> WORK TO COMPLETE:
- a) Condense the paragraph beginning "The election has also been marked by" in the article on DSA and the November election, keeping its main facts.
- b) According to the article on DSA and the November election, what is the name of the semi-independent campaign launched by the moderate caucuses?
- c) Carry the article on DSA and the November election forward from its last sentence.

> PASSAGE TO READ:
________________________
DSA

Come What May: Preparing DSA For November 6th

With the election rapidly approaching, DSA must prepare for what happens on November 6th and beyond.

Election Incoming

With just one week to go until the US election, it is important for socialists to think through what will happen if Trump or Harris comes out on top. 

The election continues to be increasingly close, with Trump seeming to have gained ground on Harris over the last few weeks. This was marked especially in the presidential betting markets, widely considered to have some utility in predicting outcomes, which suggested Trump had taken a large lead. However, this discrepancy proved to be the result of just four mega-bets, all possibly from the same source, skewing the odds in Trump’s favor.

The election has also been marked by the increase of billionaire activity on both sides, most notably through Elon Musk’s support for Trump. Musk is spending upwards of $100 million in support of Trump, including by giving away million dollar prizes to voters who sign conservative-leaning petitions aligned with his America PAC. The investment by the world’s richest resident makes sense, considering $100 million is just 0.04 percent of his previously-reported $240 billion net worth, and only 0.29 percent of the $34 billion his wealth increased by in a single day earlier this month. Meanwhile Bill Gates is reported to have quietly contributed $50 million to Harris. While the two candidates are far from identical, the striking commonality of their campaigns in the last week has been the tremendous influence of billionaire money.

DSA Paralyzed

While election day nears, DSA remains paralyzed by division and indecision. 

On the one hand, the moderate caucuses failed to win a tactical endorsement of Kamala Harris at the National Political Committee. Instead, they launched a semi-independent campaign Socialism Beats Fascism which calls for a tactical vote for Harris in swing states, but does not call for a third party vote in safe states.

On the other hand, a large number on the DSA left oppose any endorsement for Harris, in solidarity with the No Votes For Genocide campaign. But these comrades have mainly not called for a vote for Jill Stein or another third party candidate, instead abstaining from the election either as a tactic to pressure Kamala to support an arms embargo, or simply out a moral rejection of Democrats complicity in genocide.

This approach does serve the purpose of giving the anti-war movement a political orientation in the election and has an appeal to the growing sections of society, especially among the youth, who are horrified by the war. But unfortunately, No Votes For Genocide does not provide a bridge from the anti-war movement to the larger layers of who are concerned about other issues like abortion access, favorable labor law, environmental regulation, or blocking the far right.

Somewhere in the middle, Bread and Roses put forward an approach which rejects the No Vote For Genocide approach put forward by MUG, as well as the Socialism Beats Fascism approach but forward by SMC and Groundwork. Instead, they write that “either a protest vote or a tactical vote is a reasonable choice given our miserable options.”
________________________
> INFORMATION SUPPLIED:
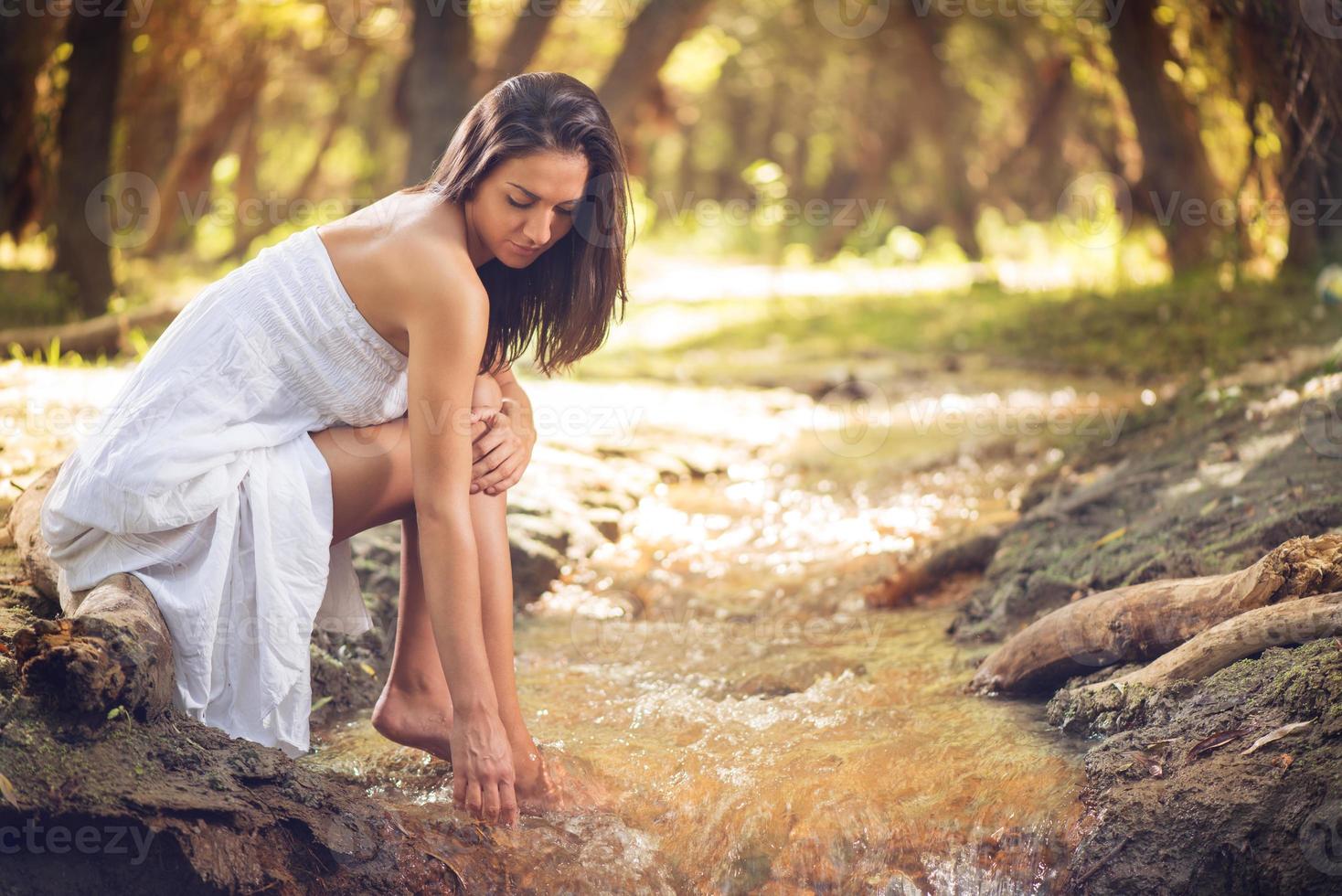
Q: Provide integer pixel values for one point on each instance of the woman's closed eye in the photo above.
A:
(516, 204)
________________________
> RESPONSES:
- a) Billionaire activity has grown on both sides. Elon Musk is spending more than $100 million to support Trump, including million-dollar prizes for voters who sign conservative-leaning petitions tied to his America PAC. That sum is only 0.04 percent of his previously reported $240 billion net worth and 0.29 percent of the $34 billion his wealth rose in one day earlier this month. Bill Gates reportedly gave $50 million to Harris without publicity. The candidates differ, but over the last week both campaigns have been strikingly shaped by billionaire money.

- b) Socialism Beats Fascism.

- c)
Rejecting both the approaches of SMC/Groundwork and of MUG, Bread and Roses calls for the promotion of the DSA Workers Deserve More 2024 platform. However, there are no clear actionable steps presented in the article which actually lay out how to promote DSA based on this program.

Our own caucus is divided on the question of what to forward in our public orientation, with some favoring the approach of declining to take a position on how to vote, with others, including this author, supporting the approach of a protest vote for Jill Stein in safe states paired with tactical vote for Harris in swing states. However, we are all in agreement that orientating meaningfully in the election does not mean simply taking this or that position, but rather engaging actively with the public. Whether on the basis of a Jill Stein endorsement or instead focused on the Workers Deserve More platform, we all agree that the point of such a tool is to facilitate active engagement with the public in person.

Although it is now too late to carry out such a plan of action for all of DSA, campaigning on the basis Workers Deserve More in a meaningful way could have meant at the very least one or several national days of action to conduct mass postering and tabling in our communities, with a clear target of recruiting 1,000 or more members to DSA before election day. Strategies mean little if they are not made concrete through proposals for actionable tactics.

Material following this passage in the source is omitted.